Texto dado>

########################################

Imigração alemã e meio ambiente - Parte #1

Não poucas vezes tem-se a impressão de que  as gerações do passado, de modo especial os agricultores, nada mais fizeram do que depredar a natureza, espoliar a terra dos seus recursos naturais e comprometer o equilíbrio ambiental. Acontece que já a partir do final do século XIX a preocupação pela preservação e saúde das florestas e, consequentemente, a questão ambiental, passou a constar como tema obrigatório nos fórums em que se as lideranças coloniais discutiam seus problemas. Mesmo que as circunstâncias de cem ou cinquenta anos arás  não favorecessem  a preocupação com questões ecológicas, os documentos que falam da colonização alemã no Rio Grande do Sul as registram. A  partir da década de 1880 nota-se uma crescente preocupação no sentido de evitar o desmatamento exagerado e, ao mesmo tempo, incentivar o florestamento e reflorestamento.

No começo foram iniciativas modestas e assumidas por pessoas isoladas. Já na primeira década do século XX, a preocupação pela saúde ambiental, iria ocupar um lugar de destaque e cada vez mais frequente nas assembleias das organizações coloniais. Foram formuladas propostas concretas  de como enfrentar problemas originados de um desmatamento levado além do limite razoável, como conduzir os reflorestamentos e como recuperar as terras exaustas com técnicas que não degradam o meio ambiente.

Os movimentos ecológicos de todos os matizes estão na ordem do dia. Não resta dúvida de que este tipo de fenômeno tem a sua razão de ser nas próprias circunstâncias concretas que caracterizam nossa época. Representam uma tentativa de resposta aos desafios que se colocam e, ao mesmo tempo, vêm acompanhados de propostas concretas para solucionar os problemas e apresentar estratégias de ação.

########################################

Entradas fornecidas>
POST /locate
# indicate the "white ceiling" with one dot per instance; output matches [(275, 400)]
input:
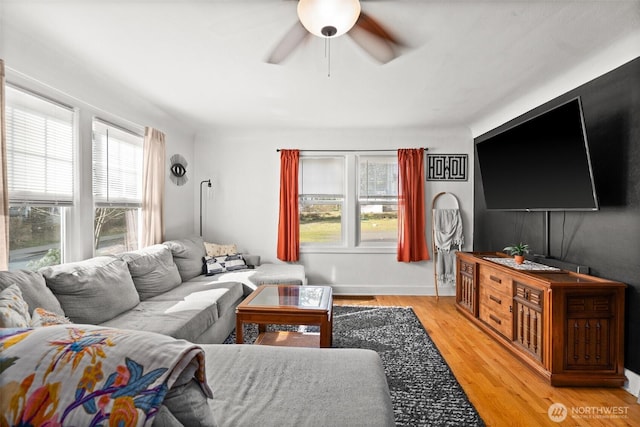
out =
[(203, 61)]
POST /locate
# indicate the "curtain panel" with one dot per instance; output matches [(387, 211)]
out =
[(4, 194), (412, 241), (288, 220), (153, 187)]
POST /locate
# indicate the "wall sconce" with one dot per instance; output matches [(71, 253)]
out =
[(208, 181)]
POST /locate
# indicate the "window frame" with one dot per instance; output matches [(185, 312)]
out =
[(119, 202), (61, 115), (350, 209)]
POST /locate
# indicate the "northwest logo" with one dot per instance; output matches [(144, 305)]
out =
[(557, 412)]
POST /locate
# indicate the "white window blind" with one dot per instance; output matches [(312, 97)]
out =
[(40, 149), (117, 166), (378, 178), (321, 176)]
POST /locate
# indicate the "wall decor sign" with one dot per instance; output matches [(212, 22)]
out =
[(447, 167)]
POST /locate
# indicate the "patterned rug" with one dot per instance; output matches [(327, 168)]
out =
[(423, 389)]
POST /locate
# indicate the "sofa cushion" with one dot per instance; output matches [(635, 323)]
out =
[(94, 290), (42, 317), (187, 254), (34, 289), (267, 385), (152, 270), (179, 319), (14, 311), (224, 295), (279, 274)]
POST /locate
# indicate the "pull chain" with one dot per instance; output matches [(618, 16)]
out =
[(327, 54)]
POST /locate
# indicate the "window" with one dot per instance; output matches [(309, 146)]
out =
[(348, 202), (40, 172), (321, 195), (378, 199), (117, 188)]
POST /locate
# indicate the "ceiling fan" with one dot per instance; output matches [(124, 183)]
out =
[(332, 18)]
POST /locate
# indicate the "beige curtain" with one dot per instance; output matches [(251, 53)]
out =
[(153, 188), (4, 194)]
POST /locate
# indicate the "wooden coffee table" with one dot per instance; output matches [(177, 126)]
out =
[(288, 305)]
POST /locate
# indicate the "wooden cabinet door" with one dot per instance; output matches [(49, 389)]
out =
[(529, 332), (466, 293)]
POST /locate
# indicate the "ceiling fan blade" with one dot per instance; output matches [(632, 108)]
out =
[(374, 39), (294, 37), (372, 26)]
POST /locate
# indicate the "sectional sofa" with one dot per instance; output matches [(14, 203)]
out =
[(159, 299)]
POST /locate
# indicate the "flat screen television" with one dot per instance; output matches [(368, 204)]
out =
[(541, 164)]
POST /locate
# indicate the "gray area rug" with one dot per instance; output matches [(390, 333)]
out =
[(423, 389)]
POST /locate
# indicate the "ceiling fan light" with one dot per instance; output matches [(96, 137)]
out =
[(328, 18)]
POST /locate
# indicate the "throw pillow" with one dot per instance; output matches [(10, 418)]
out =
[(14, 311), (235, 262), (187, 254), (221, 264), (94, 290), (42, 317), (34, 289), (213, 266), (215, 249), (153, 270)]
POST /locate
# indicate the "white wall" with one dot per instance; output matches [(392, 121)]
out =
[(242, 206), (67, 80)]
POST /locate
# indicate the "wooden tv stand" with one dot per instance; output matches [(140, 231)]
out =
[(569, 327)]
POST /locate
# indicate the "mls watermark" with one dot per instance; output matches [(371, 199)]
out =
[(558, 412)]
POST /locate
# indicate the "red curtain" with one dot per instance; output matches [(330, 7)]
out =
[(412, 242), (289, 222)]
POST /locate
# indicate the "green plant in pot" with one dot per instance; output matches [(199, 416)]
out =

########################################

Tarefa 1>
Reproduza sem alterações as linhas das entradas, começando pela primeira delas e seguindo até a linha que contém "[(288, 305)]", com ambas incluídas. Deixe as imagens fora da resposta.
Tarefa 2>
Retome o texto sobre imigração alemã e meio ambiente a partir do ponto em que ele termina.
O texto e as entradas são materiais independentes entre si.

Resposta esperada 1>
POST /locate
# indicate the "white ceiling" with one dot per instance; output matches [(275, 400)]
input:
out =
[(203, 61)]
POST /locate
# indicate the "curtain panel" with one dot per instance; output matches [(387, 211)]
out =
[(4, 194), (412, 241), (288, 220), (153, 187)]
POST /locate
# indicate the "wall sconce" with one dot per instance; output matches [(71, 253)]
out =
[(208, 181)]
POST /locate
# indicate the "window frame" with one dot per instance; output matches [(185, 312)]
out =
[(119, 202), (61, 115), (350, 209)]
POST /locate
# indicate the "northwest logo" with one dot per instance; output matches [(144, 305)]
out =
[(557, 412)]
POST /locate
# indicate the "white window blind" with one dot per instance; output matches [(312, 97)]
out =
[(40, 149), (117, 166), (378, 178), (321, 176)]
POST /locate
# indicate the "wall decor sign" with one dot per instance; output matches [(212, 22)]
out =
[(447, 167)]
POST /locate
# indicate the "patterned rug" with one dot per instance; output matches [(327, 168)]
out =
[(423, 389)]
POST /locate
# indicate the "sofa cushion" with one dot per instance; output matches [(635, 323)]
out =
[(94, 290), (42, 317), (187, 254), (34, 289), (267, 385), (152, 270), (179, 319), (14, 311), (224, 295), (279, 274)]
POST /locate
# indicate the "pull chain" with one dot per instance; output matches [(618, 16)]
out =
[(327, 54)]
POST /locate
# indicate the "window" with one dot per instance; output matches [(309, 146)]
out =
[(348, 202), (40, 172), (321, 195), (378, 199), (117, 188)]
POST /locate
# indicate the "ceiling fan" with one dot per instance; output matches [(124, 183)]
out =
[(332, 18)]
POST /locate
# indicate the "beige curtain" with one dot per instance; output matches [(251, 53)]
out =
[(153, 188), (4, 194)]
POST /locate
# indicate the "wooden coffee table" with one dot per instance; output matches [(177, 126)]
out =
[(288, 305)]

Resposta esperada 2>
Os lideres de tais movimentos apresentam-se, não raro, como os donos de uma capacidade fora do comum, para apontar as mazelas  do tempo e credenciar-se como os portadores de soluções definitivas. Quem não se alinha com sua visão do mundo e das coisas, merece ser estigmatizado como comprometido ou, no mínimo, conivente com uma situação que deve ser posta no banco dos réus. Admitir que uma situação momentânea não é  fruto do acaso, mas a resultante final de um processo que se vem desenrolando desde um passado mais ou menos distante, parece não fazer parte das variáveis admitidas como parâmetros para analisar a situação. Por ignorância ou por presunção ignora-se que alguém já possa ter-se preocupado com a questão. Age-se como se não houvesse história. Somente agora existem pessoas capazes de compreendê-la em todas as suas dimensões e tirar da manga o corretivo infalível. Não raro esses profetas do apocalipse, parecem, como versões  de novos Quixotes do terceiro milênio.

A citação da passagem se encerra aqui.